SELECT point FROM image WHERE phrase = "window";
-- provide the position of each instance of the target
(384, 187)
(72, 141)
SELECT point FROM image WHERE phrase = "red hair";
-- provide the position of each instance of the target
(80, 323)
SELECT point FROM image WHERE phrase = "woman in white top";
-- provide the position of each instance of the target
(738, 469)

************

- **What you have to do**
Rewrite every line of the material above, including the requests, scaling each point coordinate in the answers by 0.95 and rounding to the nearest whole number, with halves rounded up.

- **Exercise response**
SELECT point FROM image WHERE phrase = "window";
-- provide the position of each instance of the target
(365, 178)
(68, 134)
SELECT point FROM image WHERE phrase = "red hair";
-- provide the position of each instance of the target
(76, 307)
SELECT point FROM image WHERE phrase = "woman in white top";
-- provide the position of each instance of the target
(701, 446)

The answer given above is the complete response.